▶ [Exercise instructions]: Rewrite the lines below with "mapping pass" swapped out for "labeling pass" everywhere it occurs, keeping everything else unchanged.
──────────────────────────────
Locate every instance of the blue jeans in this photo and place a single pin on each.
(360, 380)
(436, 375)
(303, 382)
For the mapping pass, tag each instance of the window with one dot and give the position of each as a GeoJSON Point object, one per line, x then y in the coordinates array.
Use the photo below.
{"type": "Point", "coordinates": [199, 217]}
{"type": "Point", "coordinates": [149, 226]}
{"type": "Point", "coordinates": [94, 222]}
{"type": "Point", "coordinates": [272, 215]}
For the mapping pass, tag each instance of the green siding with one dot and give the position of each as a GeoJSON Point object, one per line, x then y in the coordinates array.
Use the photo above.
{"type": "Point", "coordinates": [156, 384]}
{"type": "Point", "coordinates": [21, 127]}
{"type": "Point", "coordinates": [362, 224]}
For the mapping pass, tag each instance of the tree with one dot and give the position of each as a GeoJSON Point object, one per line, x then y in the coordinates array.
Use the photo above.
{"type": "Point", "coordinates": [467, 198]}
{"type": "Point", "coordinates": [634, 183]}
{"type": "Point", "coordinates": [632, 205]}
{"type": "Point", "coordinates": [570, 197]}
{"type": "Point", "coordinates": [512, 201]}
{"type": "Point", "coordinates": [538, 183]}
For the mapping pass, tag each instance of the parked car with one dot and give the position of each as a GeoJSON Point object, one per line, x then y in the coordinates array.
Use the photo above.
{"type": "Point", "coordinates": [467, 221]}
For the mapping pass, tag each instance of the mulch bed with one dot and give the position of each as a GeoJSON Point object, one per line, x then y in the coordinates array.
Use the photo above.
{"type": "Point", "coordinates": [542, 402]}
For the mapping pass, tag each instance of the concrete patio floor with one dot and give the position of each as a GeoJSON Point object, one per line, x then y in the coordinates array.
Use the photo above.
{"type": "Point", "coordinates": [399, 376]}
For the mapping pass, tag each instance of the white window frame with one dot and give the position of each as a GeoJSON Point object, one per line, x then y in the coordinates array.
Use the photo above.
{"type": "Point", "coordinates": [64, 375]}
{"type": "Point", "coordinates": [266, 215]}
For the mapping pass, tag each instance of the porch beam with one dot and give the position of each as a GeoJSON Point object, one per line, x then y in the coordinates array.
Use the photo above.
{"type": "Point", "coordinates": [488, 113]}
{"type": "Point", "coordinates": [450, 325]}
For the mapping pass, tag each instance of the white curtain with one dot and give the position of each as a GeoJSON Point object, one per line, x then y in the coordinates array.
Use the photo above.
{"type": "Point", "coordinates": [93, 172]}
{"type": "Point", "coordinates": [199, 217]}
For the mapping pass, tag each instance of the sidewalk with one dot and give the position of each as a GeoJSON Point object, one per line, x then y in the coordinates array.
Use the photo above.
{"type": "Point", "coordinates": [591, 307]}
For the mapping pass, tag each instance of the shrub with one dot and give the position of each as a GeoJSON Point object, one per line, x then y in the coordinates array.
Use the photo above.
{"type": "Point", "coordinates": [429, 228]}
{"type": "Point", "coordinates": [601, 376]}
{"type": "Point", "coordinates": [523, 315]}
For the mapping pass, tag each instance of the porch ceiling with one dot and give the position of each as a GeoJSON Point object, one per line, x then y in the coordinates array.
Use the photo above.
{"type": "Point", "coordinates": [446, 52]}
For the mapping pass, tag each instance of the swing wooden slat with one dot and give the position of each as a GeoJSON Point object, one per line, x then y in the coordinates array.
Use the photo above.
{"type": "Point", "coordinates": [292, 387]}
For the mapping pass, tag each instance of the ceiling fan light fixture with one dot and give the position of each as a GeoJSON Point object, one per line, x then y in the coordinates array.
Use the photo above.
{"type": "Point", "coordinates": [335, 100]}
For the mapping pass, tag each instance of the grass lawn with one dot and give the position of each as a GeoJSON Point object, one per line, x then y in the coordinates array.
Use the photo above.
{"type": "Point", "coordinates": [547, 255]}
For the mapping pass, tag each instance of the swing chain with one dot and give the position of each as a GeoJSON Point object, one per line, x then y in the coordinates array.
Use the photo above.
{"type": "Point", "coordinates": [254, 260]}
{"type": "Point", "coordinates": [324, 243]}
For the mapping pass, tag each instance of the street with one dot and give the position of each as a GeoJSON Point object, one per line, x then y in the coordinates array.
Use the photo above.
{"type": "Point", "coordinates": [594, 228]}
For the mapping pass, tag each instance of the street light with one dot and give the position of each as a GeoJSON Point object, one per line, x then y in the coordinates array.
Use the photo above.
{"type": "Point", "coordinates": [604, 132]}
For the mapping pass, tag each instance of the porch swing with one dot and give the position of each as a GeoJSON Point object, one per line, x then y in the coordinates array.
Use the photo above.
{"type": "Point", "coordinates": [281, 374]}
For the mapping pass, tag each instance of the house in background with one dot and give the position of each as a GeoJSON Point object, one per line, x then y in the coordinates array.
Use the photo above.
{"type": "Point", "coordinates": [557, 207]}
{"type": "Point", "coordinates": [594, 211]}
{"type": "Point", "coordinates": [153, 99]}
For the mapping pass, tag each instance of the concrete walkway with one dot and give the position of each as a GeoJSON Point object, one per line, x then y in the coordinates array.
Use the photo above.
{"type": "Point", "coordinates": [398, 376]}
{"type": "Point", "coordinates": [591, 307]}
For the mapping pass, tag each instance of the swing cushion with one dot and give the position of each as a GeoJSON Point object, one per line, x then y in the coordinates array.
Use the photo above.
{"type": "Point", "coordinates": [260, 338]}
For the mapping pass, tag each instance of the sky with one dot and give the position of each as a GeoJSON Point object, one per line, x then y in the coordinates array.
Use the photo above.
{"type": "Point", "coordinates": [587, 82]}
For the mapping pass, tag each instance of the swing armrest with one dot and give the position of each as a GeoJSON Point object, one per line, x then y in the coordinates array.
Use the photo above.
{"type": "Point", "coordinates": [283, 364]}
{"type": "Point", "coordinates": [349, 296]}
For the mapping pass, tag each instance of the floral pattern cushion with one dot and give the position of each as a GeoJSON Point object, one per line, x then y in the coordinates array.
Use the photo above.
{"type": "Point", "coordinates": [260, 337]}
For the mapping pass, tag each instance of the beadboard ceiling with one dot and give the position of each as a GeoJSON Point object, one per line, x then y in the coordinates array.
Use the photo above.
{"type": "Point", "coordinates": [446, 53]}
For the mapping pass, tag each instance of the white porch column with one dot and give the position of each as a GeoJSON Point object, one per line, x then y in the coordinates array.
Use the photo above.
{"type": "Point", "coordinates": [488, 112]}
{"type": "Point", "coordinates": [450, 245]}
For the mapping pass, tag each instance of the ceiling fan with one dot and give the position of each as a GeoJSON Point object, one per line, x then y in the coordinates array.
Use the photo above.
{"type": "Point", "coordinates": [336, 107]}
──────────────────────────────
▶ [Response for this exercise]:
Locate every instance of the blue jeans in this photo and place a single pin on each.
(360, 380)
(436, 375)
(303, 382)
For the labeling pass, tag each instance of the window with one dot and give the position of each as a GeoJSON Point object, one per line, x then y in the coordinates array.
Use the photo below.
{"type": "Point", "coordinates": [199, 217]}
{"type": "Point", "coordinates": [149, 226]}
{"type": "Point", "coordinates": [94, 222]}
{"type": "Point", "coordinates": [272, 215]}
For the labeling pass, tag each instance of the green siding with one dot and give the position of each as a GeoJSON Point object, one per line, x then y in the coordinates array.
Use the photo above.
{"type": "Point", "coordinates": [156, 384]}
{"type": "Point", "coordinates": [21, 127]}
{"type": "Point", "coordinates": [362, 224]}
For the labeling pass, tag each instance of the tree with one dot and give the position of each as a GeoJSON Point object, one per line, x then y in the coordinates array.
Use the photo above.
{"type": "Point", "coordinates": [467, 198]}
{"type": "Point", "coordinates": [634, 183]}
{"type": "Point", "coordinates": [632, 205]}
{"type": "Point", "coordinates": [570, 197]}
{"type": "Point", "coordinates": [512, 201]}
{"type": "Point", "coordinates": [538, 183]}
For the labeling pass, tag each instance of the parked car with one dot and give the position of each as a GeoJSON Point object, one per line, x then y in the coordinates array.
Use the photo above.
{"type": "Point", "coordinates": [467, 221]}
For the labeling pass, tag each instance of the mulch bed with one dot and give the position of each as a GeoJSON Point object, one per line, x then y in the coordinates array.
Use the photo above.
{"type": "Point", "coordinates": [542, 402]}
For the labeling pass, tag each instance of the concrete patio floor with one dot and give the position of each as a GeoJSON Point object, one per line, x then y in the coordinates array.
Use the photo above.
{"type": "Point", "coordinates": [399, 376]}
For the labeling pass, tag each instance of the white window frame with one dot and give the position of each as a GeoJSON Point object, one per line, x then y in the coordinates array.
Use the photo above.
{"type": "Point", "coordinates": [64, 375]}
{"type": "Point", "coordinates": [266, 215]}
For the labeling pass, tag each instance of the porch beam with one dot and give the position of each as a GeoJSON Point object, one per line, x then y in the coordinates array.
Use the photo above.
{"type": "Point", "coordinates": [488, 113]}
{"type": "Point", "coordinates": [450, 325]}
For the labeling pass, tag each instance of the white curtain with one dot and give the position of each as a GeoJSON Point object, one per line, x then y in the coordinates array.
Use the photo above.
{"type": "Point", "coordinates": [93, 172]}
{"type": "Point", "coordinates": [199, 217]}
For the labeling pass, tag each instance of the sidewalk with one dot and give the position of each as a GeoJSON Point object, one per line, x then y in the coordinates array.
Use the photo above.
{"type": "Point", "coordinates": [591, 307]}
For the labeling pass, tag each instance of the shrub with one dot and give the position of each as a GeoJSON Point object, one per line, x then y in the coordinates array.
Use the photo above.
{"type": "Point", "coordinates": [429, 228]}
{"type": "Point", "coordinates": [601, 376]}
{"type": "Point", "coordinates": [523, 315]}
For the labeling pass, tag each instance of the porch ceiling with one dot and give the position of each as a GeoJSON Point object, one per line, x then y in the coordinates array.
Use the photo above.
{"type": "Point", "coordinates": [446, 52]}
For the labeling pass, tag each instance of the swing wooden slat with one dot and give the position of each as a GeoJSON Point object, one per line, x then y in the coordinates array.
Use the photo above.
{"type": "Point", "coordinates": [292, 387]}
For the labeling pass, tag each instance of the ceiling fan light fixture with one dot and give the position of each as a GeoJSON Point object, one per line, x then y in the coordinates array.
Use the photo above.
{"type": "Point", "coordinates": [335, 100]}
For the labeling pass, tag each instance of the grass lawn with one dot and give the position of each as a GeoJSON Point object, one per line, x then y in the coordinates array.
Use the photo above.
{"type": "Point", "coordinates": [547, 255]}
For the labeling pass, tag each instance of the swing chain with one dot and give the position of each as a GeoJSON Point object, one per line, x then y in the coordinates array.
Use the photo above.
{"type": "Point", "coordinates": [254, 260]}
{"type": "Point", "coordinates": [324, 243]}
For the labeling pass, tag each instance of the street with one dot and give the position of each as a GeoJSON Point object, one per line, x then y in the coordinates array.
Use the photo above.
{"type": "Point", "coordinates": [594, 228]}
For the labeling pass, tag each instance of the street light with one dot and give the position of each as a GeoJSON Point object, one per line, x then y in the coordinates array.
Use the photo above.
{"type": "Point", "coordinates": [604, 132]}
For the labeling pass, tag each instance of the porch swing with one dot and give the position of each as a GeoJSON Point object, one per line, x then y in the coordinates array.
Use the photo above.
{"type": "Point", "coordinates": [281, 374]}
For the labeling pass, tag each instance of the house in background with one dot and give the position of each as a GeoJSON Point object, one per line, x then y in the coordinates array.
Use the photo above.
{"type": "Point", "coordinates": [557, 207]}
{"type": "Point", "coordinates": [594, 211]}
{"type": "Point", "coordinates": [153, 99]}
For the labeling pass, tag each instance of the concrete walkway with one dot and give the position of each as a GeoJSON Point object, one per line, x then y in the coordinates array.
Use the photo above.
{"type": "Point", "coordinates": [398, 376]}
{"type": "Point", "coordinates": [591, 307]}
For the labeling pass, tag each instance of the swing cushion with one dot and give the position of each as a GeoJSON Point object, one per line, x then y in the coordinates array.
Use the photo above.
{"type": "Point", "coordinates": [260, 338]}
For the labeling pass, tag each instance of the sky with one dot and give the position of each as a GeoJSON Point object, one per line, x then y in the coordinates array.
Use the photo above.
{"type": "Point", "coordinates": [587, 82]}
For the labeling pass, tag each instance of the swing armrest with one dot and give the position of each as a GeoJSON Point object, one per line, x then y in the coordinates array.
Use the photo above.
{"type": "Point", "coordinates": [283, 364]}
{"type": "Point", "coordinates": [349, 296]}
For the labeling pass, tag each instance of the floral pattern cushion with one dot and give the position of each as a GeoJSON Point object, one per line, x then y in the coordinates array.
Use the photo above.
{"type": "Point", "coordinates": [260, 337]}
For the labeling pass, tag each instance of the beadboard ceiling with one dot and give the position of each as a GeoJSON Point object, one per line, x then y in the coordinates array.
Use the photo above.
{"type": "Point", "coordinates": [446, 53]}
For the labeling pass, tag each instance of the white porch column with one dot and give the position of each as a GeoJSON Point object, one per line, x then y in the coordinates array.
Use the photo above.
{"type": "Point", "coordinates": [488, 112]}
{"type": "Point", "coordinates": [450, 245]}
For the labeling pass, tag each instance of the ceiling fan with one dot and give the position of each as a GeoJSON Point object, one per line, x then y in the coordinates array.
Use the photo above.
{"type": "Point", "coordinates": [336, 107]}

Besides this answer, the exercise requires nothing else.